[Task goal] Down to the last line, reproduce the data that follows, but skip the pictures.

Stored items:
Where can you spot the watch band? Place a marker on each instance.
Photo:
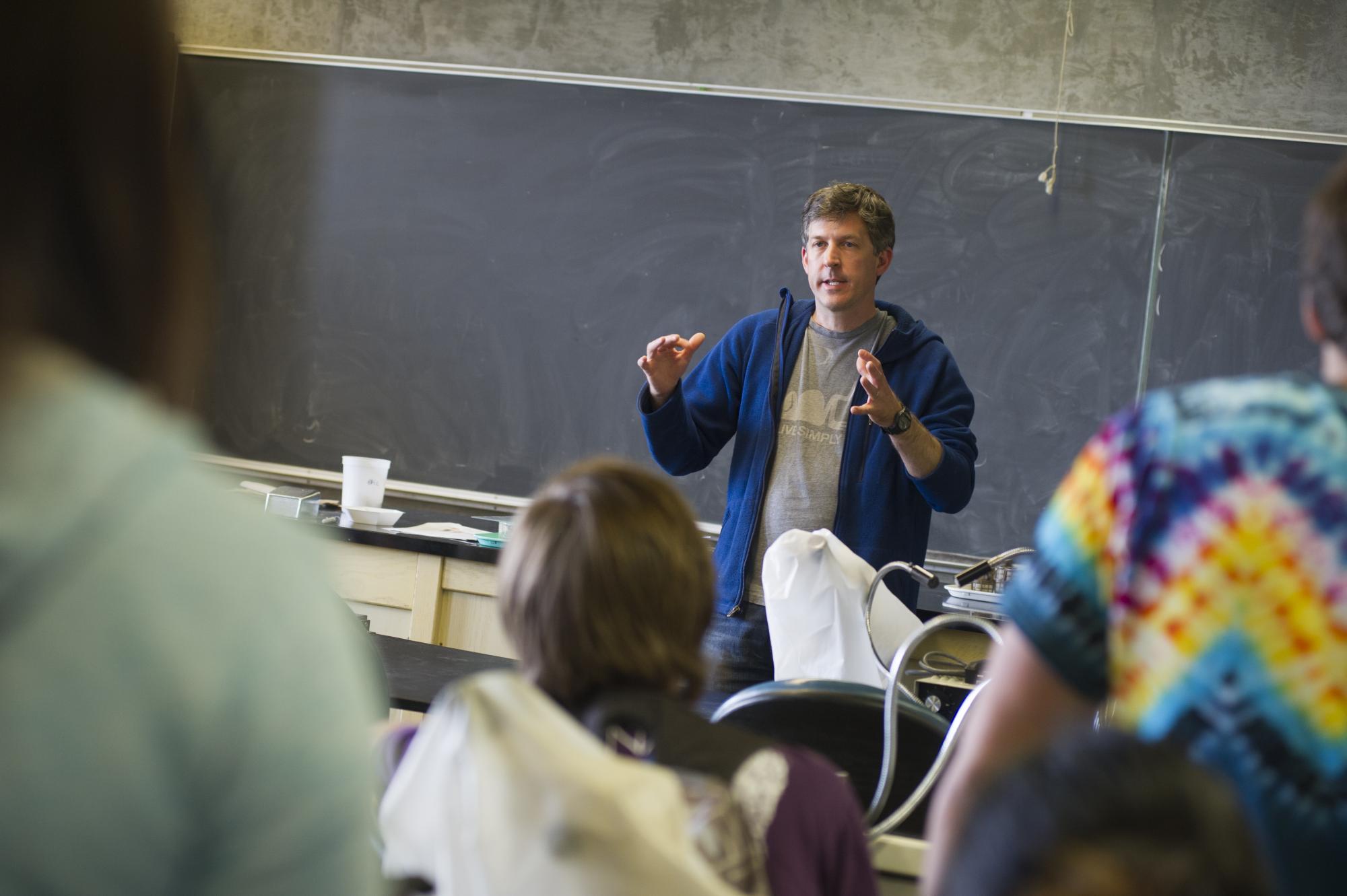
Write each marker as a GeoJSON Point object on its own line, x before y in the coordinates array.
{"type": "Point", "coordinates": [902, 423]}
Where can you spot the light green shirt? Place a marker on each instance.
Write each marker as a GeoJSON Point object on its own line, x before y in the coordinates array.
{"type": "Point", "coordinates": [184, 704]}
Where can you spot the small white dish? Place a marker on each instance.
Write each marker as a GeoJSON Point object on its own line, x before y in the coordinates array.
{"type": "Point", "coordinates": [374, 516]}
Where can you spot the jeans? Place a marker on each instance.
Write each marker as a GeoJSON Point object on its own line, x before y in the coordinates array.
{"type": "Point", "coordinates": [739, 654]}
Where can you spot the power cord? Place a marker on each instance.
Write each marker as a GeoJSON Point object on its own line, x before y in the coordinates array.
{"type": "Point", "coordinates": [938, 662]}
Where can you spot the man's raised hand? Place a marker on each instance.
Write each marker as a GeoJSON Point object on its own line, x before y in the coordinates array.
{"type": "Point", "coordinates": [666, 361]}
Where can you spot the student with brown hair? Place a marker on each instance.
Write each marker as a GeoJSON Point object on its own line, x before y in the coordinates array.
{"type": "Point", "coordinates": [185, 707]}
{"type": "Point", "coordinates": [605, 591]}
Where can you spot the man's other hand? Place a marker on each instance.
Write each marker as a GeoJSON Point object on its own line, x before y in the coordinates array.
{"type": "Point", "coordinates": [882, 405]}
{"type": "Point", "coordinates": [666, 361]}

[Output for this task]
Where can you spot the watch band? Place a marker on each instance.
Photo:
Write each marker as a GeoJSON Point object on its own line, x before y in the coordinates array.
{"type": "Point", "coordinates": [902, 423]}
Where can you spot the light green shirt? Place a marker on each instance.
Write each marker as a GeoJSON Point object on its own line, x before y in the coordinates array.
{"type": "Point", "coordinates": [184, 704]}
Where can you spot the small white dish? Place a marker on each instance.
Write each marker as a GeoJSON Point object on its own line, x before y in the coordinates array.
{"type": "Point", "coordinates": [374, 516]}
Where can you spot the jeans? Place a marker on each instance.
Write each marker as a GeoJSON Point object on its own line, x before y in the coordinates array.
{"type": "Point", "coordinates": [739, 654]}
Where can you spot the power cord? Place a marker on each instance.
Write each marker as a GeoJSON Point object on its own line, x before y in the coordinates array.
{"type": "Point", "coordinates": [938, 662]}
Where can you spot the man's raised hand? Place a marker on each instance.
Write each marker as a GeoJSON Point object on its own line, x before y in the coordinates array.
{"type": "Point", "coordinates": [666, 361]}
Where can you spot the student with brown hair? Place a marker on each instance.
Write each marker as a GeoJSON Point object on its own line, x before y in the coordinates array.
{"type": "Point", "coordinates": [185, 707]}
{"type": "Point", "coordinates": [605, 591]}
Where can you spot the man's other hand? Place a marker on each instance.
Write each marker as a GeoJSON Point object on its own line, x before y in the coordinates array.
{"type": "Point", "coordinates": [882, 405]}
{"type": "Point", "coordinates": [666, 361]}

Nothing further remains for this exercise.